Only the text of the entries below should be returned, exactly as given, without pictures.

__Image-grounded pointing data__
►

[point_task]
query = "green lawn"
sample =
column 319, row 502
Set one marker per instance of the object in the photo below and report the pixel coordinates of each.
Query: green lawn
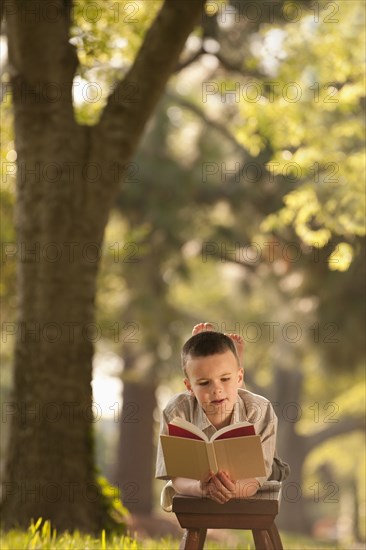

◄

__RESPONSE TO THIS EXERCISE__
[point_task]
query = "green lawn"
sample =
column 319, row 502
Set one marker per instance of the object in the photo below and report the pixel coordinates of each.
Query: green lawn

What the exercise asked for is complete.